### DOCUMENT SECTION
=-=-=-=-=

A Qiskit pattern is a general framework for breaking down domain-specific problems and contextualizing required capabilities in stages. This allows for the seamless composability of new capabilities developed by IBM Quantum™ researchers (and others) and enables a future in which quantum computing tasks are performed by powerful heterogenous (CPU/GPU/QPU) computing infrastructure. Blocks or groups of blocks perform the steps of a pattern, with the Qiskit SDK providing an important foundational layer, supported by other tools or services developed by IBM Quantum or the quantum open-source community. Qiskit patterns allow domain experts to specify a problem and compose the tooling (blocks) that achieves a Qiskit pattern. That pattern can then be executed locally, through cloud services, or deployed with Quantum Serverless.

The four steps of a Qiskit pattern are as follows:

All Qiskit pattern steps are shown (Map problem, Optimize for hardware, Execute on hardware, and Post-process results). All steps except 'Execute on hardware' use the Qiskit SDK. Optimizing for hardware additionally uses the Qiskit Transpiler Service.  Executing on hardware uses only the Qiskit Runtime Service.

Each step is detailed in the sections below.


Map problem to quantum circuits and operators

This step describes how a user starts with a classical problem and figures out how to map it to a quantum computer. For example, in applications such as chemistry and quantum simulation, this step generally involves constructing a quantum circuit representing the Hamiltonian you are attempting to solve. During this step, for certain problems, it might also be desirable to specify the mapping of the problem onto qubits in the heavy-hex (or gross) lattice of IBM;reg; hardware from the outset if the structure of the problem lends itself to optimization earlier. It is also worth considering at this point what the outcome of the particular algorithm will be in preparation for the later execute step - for example, if the desired outcome involves inferring correlation functions using Hadamard tests, you might prepare to use Sampler, whereas specifying observables would use the Estimator and could provide many error mitigation options.

The output of this step is normally a collection of circuits or quantum operators that can be optimized for hardware in the next step.


Optimize for target hardware

In this step you take the abstract circuits (or operators) produced from the map step and perform a series of optimizations on them. This can include mapping the route and layout of the circuit to physical qubit hardware, converting to basis gates of the hardware, and reducing the number of operations, all designed to optimize the likelihood of success in the later execute step. At this point you might also wish to test out your circuits with a simulator before executing on real hardware in the next step.

=-=-=-=-=

### DATA LISTING
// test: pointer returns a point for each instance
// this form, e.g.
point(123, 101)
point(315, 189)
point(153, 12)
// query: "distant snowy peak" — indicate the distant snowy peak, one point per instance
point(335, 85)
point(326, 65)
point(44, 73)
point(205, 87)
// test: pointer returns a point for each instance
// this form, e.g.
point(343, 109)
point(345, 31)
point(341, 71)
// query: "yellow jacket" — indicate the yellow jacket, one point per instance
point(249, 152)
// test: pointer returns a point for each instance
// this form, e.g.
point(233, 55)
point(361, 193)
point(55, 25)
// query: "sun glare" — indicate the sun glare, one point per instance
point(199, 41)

=-=-=-=-=

### SHORT PROBLEM 1
According to the passage on Qiskit patterns, which service is the only one used in the step of executing on hardware?
### SHORT PROBLEM 2
Write what comes next in the passage on Qiskit patterns, starting after its final sentence.

### RIGHT ANSWER 1
The Qiskit Runtime Service.

### RIGHT ANSWER 2
During this step, abstract circuits must be transpiled to Instruction Set Architecture (ISA) circuits. An ISA circuit is one that only consists of gates understood by the target hardware (basis gates), and any multi-qubit gates needed to obey any connectivity constraints (coupling map). Only ISA circuits can be run on IBM hardware using IBM Qiskit Runtime.


Execute on target hardware

This step involves running your circuits on hardware and produces the outputs of the quantum computation. The ISA circuits produced in the previous step can be executed using either a Sampler or Estimator primitive from Qiskit Runtime, initialized locally on your computer or from a cluster or other heterogeneous compute environment. These can be executed in a Batch, which allows parallel transpilation for classical computational efficiency - or a Session, which allows iterative tasks to be implemented efficiently without queuing delays. During this step, there is also the option to configure certain error suppression and mitigation techniques provided by Qiskit Runtime.

Depending on whether you are using the Sampler or Estimator primitive, the outcome of this step will be different. If using the Sampler, the output will be per-shot measurements in the form of bitstrings. If using the Estimator, the output will be expectation values of observables corresponding to physical quantities or cost functions.


Post-process results

This final step involves stitching the outputs from the prior step back together to obtain the desired result. This can involve a range of classical data-processing steps such as visualizing results, readout error mitigation techniques, marginalizing quasi-probability distributions to ascertain results on smaller sets of qubits, or post-selection on inherent properties of the problem, such as total spin, parity, or particle conservation by removing unphysical observables.


As the field moves from bespoke circuit construction to utility-scale workflows, the flexibility and ease with which Qiskit patterns allow users to compose the different steps of the pattern opens quantum computing to a wide variety of applications and techniques for easy use by quantum computational scientists.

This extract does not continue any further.